The problem: Rewrite everything from the line containing "Target: bush" down to the end of the items, including both ends, and keep each request line unchanged. Multiply every coordinate in the answers by 2.55 and round it to a whole number, rounding halves up, then give only those lines.

Data provided:
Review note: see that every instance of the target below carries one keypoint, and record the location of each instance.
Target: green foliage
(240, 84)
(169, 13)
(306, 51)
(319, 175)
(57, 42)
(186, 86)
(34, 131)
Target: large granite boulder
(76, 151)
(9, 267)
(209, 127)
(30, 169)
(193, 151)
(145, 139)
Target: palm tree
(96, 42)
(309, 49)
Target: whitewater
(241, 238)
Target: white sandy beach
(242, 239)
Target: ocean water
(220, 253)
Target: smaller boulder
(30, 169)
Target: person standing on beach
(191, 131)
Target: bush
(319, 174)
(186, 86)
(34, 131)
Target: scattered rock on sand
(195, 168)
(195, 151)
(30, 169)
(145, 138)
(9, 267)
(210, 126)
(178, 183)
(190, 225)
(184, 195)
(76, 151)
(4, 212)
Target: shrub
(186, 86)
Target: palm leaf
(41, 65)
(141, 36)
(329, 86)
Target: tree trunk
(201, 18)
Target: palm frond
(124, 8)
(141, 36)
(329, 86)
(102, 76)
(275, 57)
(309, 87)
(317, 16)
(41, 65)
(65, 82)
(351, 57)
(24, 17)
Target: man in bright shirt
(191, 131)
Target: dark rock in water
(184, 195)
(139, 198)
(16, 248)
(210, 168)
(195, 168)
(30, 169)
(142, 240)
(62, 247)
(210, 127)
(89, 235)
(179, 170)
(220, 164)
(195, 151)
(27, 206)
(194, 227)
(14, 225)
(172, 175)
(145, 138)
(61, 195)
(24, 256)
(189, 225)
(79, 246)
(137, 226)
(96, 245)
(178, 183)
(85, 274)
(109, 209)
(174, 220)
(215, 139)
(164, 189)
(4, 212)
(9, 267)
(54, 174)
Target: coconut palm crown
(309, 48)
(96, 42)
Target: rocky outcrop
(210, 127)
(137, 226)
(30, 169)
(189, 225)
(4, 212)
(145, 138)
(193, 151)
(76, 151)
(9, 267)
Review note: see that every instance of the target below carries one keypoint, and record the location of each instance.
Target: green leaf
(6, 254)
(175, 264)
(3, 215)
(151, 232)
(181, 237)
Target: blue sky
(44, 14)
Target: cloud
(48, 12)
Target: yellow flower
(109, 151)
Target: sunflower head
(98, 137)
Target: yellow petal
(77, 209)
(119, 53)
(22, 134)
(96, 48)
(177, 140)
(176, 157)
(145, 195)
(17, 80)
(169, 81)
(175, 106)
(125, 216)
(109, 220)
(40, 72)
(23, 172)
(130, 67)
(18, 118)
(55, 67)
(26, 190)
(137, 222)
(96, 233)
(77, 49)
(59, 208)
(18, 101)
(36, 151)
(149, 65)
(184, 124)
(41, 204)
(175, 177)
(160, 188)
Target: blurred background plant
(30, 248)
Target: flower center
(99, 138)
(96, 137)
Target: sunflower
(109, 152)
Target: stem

Reply:
Target: bush
(813, 444)
(474, 219)
(87, 334)
Target: scattered rock on sand
(497, 428)
(497, 385)
(77, 431)
(370, 352)
(23, 681)
(536, 321)
(454, 467)
(485, 574)
(469, 497)
(194, 385)
(10, 541)
Target: shrub
(474, 219)
Target: palm leaf
(105, 166)
(360, 92)
(839, 219)
Target: tree trunk
(513, 46)
Target: palm frond
(316, 20)
(360, 92)
(839, 219)
(260, 194)
(701, 145)
(788, 222)
(808, 41)
(105, 166)
(166, 209)
(895, 145)
(61, 43)
Target: man in bright shirt
(487, 334)
Target: dark rock in water
(469, 497)
(354, 505)
(41, 632)
(536, 428)
(497, 428)
(77, 431)
(362, 612)
(158, 630)
(536, 324)
(227, 599)
(456, 434)
(561, 418)
(497, 385)
(69, 525)
(495, 579)
(36, 574)
(439, 446)
(370, 352)
(156, 497)
(61, 653)
(482, 574)
(201, 627)
(349, 576)
(245, 625)
(454, 467)
(217, 699)
(278, 533)
(444, 561)
(548, 354)
(418, 482)
(10, 541)
(23, 681)
(138, 444)
Target: coconut palm crown
(788, 122)
(245, 107)
Target: rocky outcrop
(536, 324)
(349, 576)
(77, 431)
(482, 574)
(10, 541)
(370, 352)
(492, 385)
(194, 385)
(23, 681)
Review note: see that every instance of the target below carries one keypoint, and record the location of each instance.
Target: green leaf
(15, 648)
(446, 673)
(8, 548)
(385, 592)
(462, 604)
Target: blue sky
(112, 36)
Target: cloud
(122, 31)
Target: yellow flower
(278, 385)
Target: sunflower head
(250, 349)
Target: yellow petal
(196, 533)
(303, 135)
(56, 342)
(245, 122)
(451, 357)
(449, 400)
(370, 497)
(43, 204)
(431, 207)
(446, 270)
(319, 551)
(278, 561)
(102, 184)
(59, 439)
(332, 171)
(46, 301)
(140, 171)
(66, 485)
(349, 566)
(245, 594)
(196, 125)
(150, 530)
(46, 258)
(92, 385)
(380, 166)
(469, 316)
(105, 520)
(446, 451)
(408, 479)
Target: blurred background plant
(77, 632)
Target: flower center
(252, 352)
(245, 349)
Target: sunflower
(278, 388)
Target: stem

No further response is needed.